▶ What is needed
Only the lines from the one containing "Search the above image: is any girl" through the end of the entries should be repeated, exactly as they appear, first and last included.

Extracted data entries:
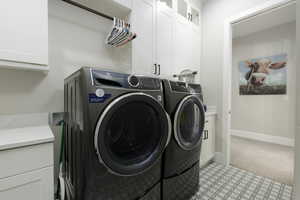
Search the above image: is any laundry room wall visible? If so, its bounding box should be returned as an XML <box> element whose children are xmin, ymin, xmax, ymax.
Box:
<box><xmin>200</xmin><ymin>0</ymin><xmax>269</xmax><ymax>155</ymax></box>
<box><xmin>231</xmin><ymin>22</ymin><xmax>296</xmax><ymax>139</ymax></box>
<box><xmin>0</xmin><ymin>0</ymin><xmax>131</xmax><ymax>114</ymax></box>
<box><xmin>294</xmin><ymin>0</ymin><xmax>300</xmax><ymax>197</ymax></box>
<box><xmin>0</xmin><ymin>0</ymin><xmax>131</xmax><ymax>188</ymax></box>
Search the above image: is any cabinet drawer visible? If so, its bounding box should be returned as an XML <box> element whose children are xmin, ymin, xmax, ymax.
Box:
<box><xmin>0</xmin><ymin>143</ymin><xmax>53</xmax><ymax>179</ymax></box>
<box><xmin>0</xmin><ymin>167</ymin><xmax>54</xmax><ymax>200</ymax></box>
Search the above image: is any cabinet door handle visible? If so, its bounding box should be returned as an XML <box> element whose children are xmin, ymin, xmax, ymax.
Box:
<box><xmin>153</xmin><ymin>63</ymin><xmax>157</xmax><ymax>74</ymax></box>
<box><xmin>203</xmin><ymin>130</ymin><xmax>208</xmax><ymax>140</ymax></box>
<box><xmin>158</xmin><ymin>64</ymin><xmax>160</xmax><ymax>75</ymax></box>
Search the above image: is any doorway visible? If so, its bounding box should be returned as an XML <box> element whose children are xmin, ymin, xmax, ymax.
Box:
<box><xmin>222</xmin><ymin>1</ymin><xmax>296</xmax><ymax>184</ymax></box>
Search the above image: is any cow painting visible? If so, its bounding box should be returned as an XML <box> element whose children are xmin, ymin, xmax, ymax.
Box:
<box><xmin>240</xmin><ymin>54</ymin><xmax>287</xmax><ymax>95</ymax></box>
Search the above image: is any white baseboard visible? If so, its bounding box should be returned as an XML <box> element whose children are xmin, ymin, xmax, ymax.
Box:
<box><xmin>231</xmin><ymin>129</ymin><xmax>295</xmax><ymax>147</ymax></box>
<box><xmin>214</xmin><ymin>152</ymin><xmax>226</xmax><ymax>164</ymax></box>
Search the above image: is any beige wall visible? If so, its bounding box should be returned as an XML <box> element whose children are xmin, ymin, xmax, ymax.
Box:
<box><xmin>294</xmin><ymin>0</ymin><xmax>300</xmax><ymax>197</ymax></box>
<box><xmin>200</xmin><ymin>0</ymin><xmax>269</xmax><ymax>152</ymax></box>
<box><xmin>0</xmin><ymin>0</ymin><xmax>131</xmax><ymax>114</ymax></box>
<box><xmin>231</xmin><ymin>22</ymin><xmax>296</xmax><ymax>139</ymax></box>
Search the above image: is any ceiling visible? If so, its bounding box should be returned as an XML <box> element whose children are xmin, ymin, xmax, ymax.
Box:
<box><xmin>232</xmin><ymin>3</ymin><xmax>296</xmax><ymax>38</ymax></box>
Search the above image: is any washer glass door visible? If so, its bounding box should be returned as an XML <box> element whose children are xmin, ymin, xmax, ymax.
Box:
<box><xmin>174</xmin><ymin>95</ymin><xmax>205</xmax><ymax>150</ymax></box>
<box><xmin>95</xmin><ymin>93</ymin><xmax>170</xmax><ymax>175</ymax></box>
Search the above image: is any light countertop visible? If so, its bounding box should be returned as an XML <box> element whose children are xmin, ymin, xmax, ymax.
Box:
<box><xmin>0</xmin><ymin>113</ymin><xmax>54</xmax><ymax>151</ymax></box>
<box><xmin>205</xmin><ymin>106</ymin><xmax>217</xmax><ymax>116</ymax></box>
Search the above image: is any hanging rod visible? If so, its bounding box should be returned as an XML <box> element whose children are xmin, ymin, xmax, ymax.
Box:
<box><xmin>62</xmin><ymin>0</ymin><xmax>114</xmax><ymax>21</ymax></box>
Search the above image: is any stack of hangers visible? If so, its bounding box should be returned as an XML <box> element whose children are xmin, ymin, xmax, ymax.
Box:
<box><xmin>106</xmin><ymin>17</ymin><xmax>137</xmax><ymax>47</ymax></box>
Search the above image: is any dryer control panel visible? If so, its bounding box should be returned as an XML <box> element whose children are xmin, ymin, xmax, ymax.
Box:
<box><xmin>91</xmin><ymin>69</ymin><xmax>161</xmax><ymax>90</ymax></box>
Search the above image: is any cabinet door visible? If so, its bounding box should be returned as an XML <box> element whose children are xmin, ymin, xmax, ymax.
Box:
<box><xmin>0</xmin><ymin>167</ymin><xmax>54</xmax><ymax>200</ymax></box>
<box><xmin>114</xmin><ymin>0</ymin><xmax>131</xmax><ymax>8</ymax></box>
<box><xmin>132</xmin><ymin>0</ymin><xmax>156</xmax><ymax>75</ymax></box>
<box><xmin>156</xmin><ymin>4</ymin><xmax>174</xmax><ymax>77</ymax></box>
<box><xmin>207</xmin><ymin>116</ymin><xmax>215</xmax><ymax>160</ymax></box>
<box><xmin>0</xmin><ymin>0</ymin><xmax>48</xmax><ymax>66</ymax></box>
<box><xmin>200</xmin><ymin>119</ymin><xmax>209</xmax><ymax>166</ymax></box>
<box><xmin>188</xmin><ymin>26</ymin><xmax>201</xmax><ymax>72</ymax></box>
<box><xmin>174</xmin><ymin>17</ymin><xmax>191</xmax><ymax>73</ymax></box>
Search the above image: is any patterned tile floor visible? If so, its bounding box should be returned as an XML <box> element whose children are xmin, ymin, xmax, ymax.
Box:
<box><xmin>191</xmin><ymin>163</ymin><xmax>293</xmax><ymax>200</ymax></box>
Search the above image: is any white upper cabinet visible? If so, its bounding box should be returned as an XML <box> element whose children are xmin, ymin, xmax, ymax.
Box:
<box><xmin>177</xmin><ymin>0</ymin><xmax>189</xmax><ymax>19</ymax></box>
<box><xmin>176</xmin><ymin>0</ymin><xmax>200</xmax><ymax>26</ymax></box>
<box><xmin>113</xmin><ymin>0</ymin><xmax>131</xmax><ymax>8</ymax></box>
<box><xmin>132</xmin><ymin>0</ymin><xmax>156</xmax><ymax>75</ymax></box>
<box><xmin>131</xmin><ymin>0</ymin><xmax>201</xmax><ymax>78</ymax></box>
<box><xmin>0</xmin><ymin>0</ymin><xmax>48</xmax><ymax>70</ymax></box>
<box><xmin>156</xmin><ymin>0</ymin><xmax>174</xmax><ymax>77</ymax></box>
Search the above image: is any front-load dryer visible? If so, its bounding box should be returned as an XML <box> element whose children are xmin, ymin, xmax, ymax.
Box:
<box><xmin>63</xmin><ymin>68</ymin><xmax>171</xmax><ymax>200</ymax></box>
<box><xmin>162</xmin><ymin>80</ymin><xmax>205</xmax><ymax>200</ymax></box>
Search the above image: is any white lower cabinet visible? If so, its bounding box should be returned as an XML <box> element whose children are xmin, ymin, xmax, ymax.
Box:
<box><xmin>0</xmin><ymin>125</ymin><xmax>54</xmax><ymax>200</ymax></box>
<box><xmin>200</xmin><ymin>115</ymin><xmax>216</xmax><ymax>167</ymax></box>
<box><xmin>0</xmin><ymin>166</ymin><xmax>54</xmax><ymax>200</ymax></box>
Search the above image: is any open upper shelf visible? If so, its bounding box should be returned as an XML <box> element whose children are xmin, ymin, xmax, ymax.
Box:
<box><xmin>63</xmin><ymin>0</ymin><xmax>131</xmax><ymax>18</ymax></box>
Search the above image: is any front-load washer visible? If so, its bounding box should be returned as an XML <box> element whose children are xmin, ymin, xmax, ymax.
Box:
<box><xmin>63</xmin><ymin>68</ymin><xmax>171</xmax><ymax>200</ymax></box>
<box><xmin>162</xmin><ymin>80</ymin><xmax>205</xmax><ymax>200</ymax></box>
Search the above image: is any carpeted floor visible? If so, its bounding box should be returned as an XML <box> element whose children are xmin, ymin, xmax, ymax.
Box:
<box><xmin>231</xmin><ymin>137</ymin><xmax>294</xmax><ymax>185</ymax></box>
<box><xmin>191</xmin><ymin>163</ymin><xmax>292</xmax><ymax>200</ymax></box>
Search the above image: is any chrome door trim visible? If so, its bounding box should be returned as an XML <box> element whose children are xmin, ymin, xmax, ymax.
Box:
<box><xmin>173</xmin><ymin>95</ymin><xmax>204</xmax><ymax>151</ymax></box>
<box><xmin>94</xmin><ymin>92</ymin><xmax>172</xmax><ymax>176</ymax></box>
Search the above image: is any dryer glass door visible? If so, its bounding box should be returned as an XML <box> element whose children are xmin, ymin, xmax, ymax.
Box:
<box><xmin>95</xmin><ymin>93</ymin><xmax>171</xmax><ymax>176</ymax></box>
<box><xmin>174</xmin><ymin>95</ymin><xmax>205</xmax><ymax>150</ymax></box>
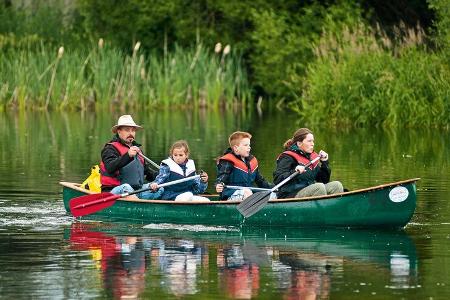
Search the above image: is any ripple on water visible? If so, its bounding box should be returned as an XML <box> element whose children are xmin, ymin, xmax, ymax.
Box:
<box><xmin>0</xmin><ymin>201</ymin><xmax>73</xmax><ymax>230</ymax></box>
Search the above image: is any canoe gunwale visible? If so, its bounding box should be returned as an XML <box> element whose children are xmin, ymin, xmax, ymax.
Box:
<box><xmin>59</xmin><ymin>178</ymin><xmax>420</xmax><ymax>205</ymax></box>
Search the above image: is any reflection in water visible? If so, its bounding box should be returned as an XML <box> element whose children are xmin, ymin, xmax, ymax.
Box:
<box><xmin>70</xmin><ymin>223</ymin><xmax>417</xmax><ymax>299</ymax></box>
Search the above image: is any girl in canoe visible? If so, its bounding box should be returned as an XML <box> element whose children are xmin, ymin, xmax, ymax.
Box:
<box><xmin>273</xmin><ymin>128</ymin><xmax>344</xmax><ymax>198</ymax></box>
<box><xmin>150</xmin><ymin>140</ymin><xmax>209</xmax><ymax>201</ymax></box>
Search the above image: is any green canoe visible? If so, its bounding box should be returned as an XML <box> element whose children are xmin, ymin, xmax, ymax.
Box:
<box><xmin>60</xmin><ymin>178</ymin><xmax>419</xmax><ymax>228</ymax></box>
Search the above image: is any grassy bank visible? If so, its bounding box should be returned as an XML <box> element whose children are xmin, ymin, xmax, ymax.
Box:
<box><xmin>0</xmin><ymin>40</ymin><xmax>251</xmax><ymax>110</ymax></box>
<box><xmin>293</xmin><ymin>24</ymin><xmax>450</xmax><ymax>127</ymax></box>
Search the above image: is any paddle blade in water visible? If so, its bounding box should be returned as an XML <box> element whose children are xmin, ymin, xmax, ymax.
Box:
<box><xmin>69</xmin><ymin>193</ymin><xmax>120</xmax><ymax>217</ymax></box>
<box><xmin>237</xmin><ymin>191</ymin><xmax>271</xmax><ymax>218</ymax></box>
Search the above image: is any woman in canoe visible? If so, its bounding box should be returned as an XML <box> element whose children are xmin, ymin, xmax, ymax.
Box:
<box><xmin>273</xmin><ymin>128</ymin><xmax>344</xmax><ymax>198</ymax></box>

▶ Task output
Search the above image: is any girl in canoe visible? If so, its bounding box should be returned as an XML <box> element whose children are xmin, ymin, xmax, ymax.
Box:
<box><xmin>273</xmin><ymin>128</ymin><xmax>344</xmax><ymax>198</ymax></box>
<box><xmin>150</xmin><ymin>140</ymin><xmax>209</xmax><ymax>201</ymax></box>
Search the above image: is any green canoe visible? If so, its bounding box should be returned as an XML <box> element whose children are xmin, ymin, xmax, ymax.
Box:
<box><xmin>60</xmin><ymin>178</ymin><xmax>419</xmax><ymax>228</ymax></box>
Search the above image: is any grassy bank visible? If so, its bounding box should be returned as an XML <box> element whose children are xmin, ymin, xmax, ymax.
Box:
<box><xmin>0</xmin><ymin>40</ymin><xmax>251</xmax><ymax>110</ymax></box>
<box><xmin>293</xmin><ymin>24</ymin><xmax>450</xmax><ymax>127</ymax></box>
Search the above image: is any paddle blade in water visible? If so, its bounding box should be returned as an XML <box> element whose children are xmin, ymin, xmax, ymax.
Box:
<box><xmin>69</xmin><ymin>193</ymin><xmax>120</xmax><ymax>217</ymax></box>
<box><xmin>237</xmin><ymin>191</ymin><xmax>271</xmax><ymax>218</ymax></box>
Search the above image: is any woman in canoe visible? If so, its bounding box should be returned as an XML <box> element whose children are xmin, ymin, xmax, ymax.
Box:
<box><xmin>273</xmin><ymin>128</ymin><xmax>344</xmax><ymax>198</ymax></box>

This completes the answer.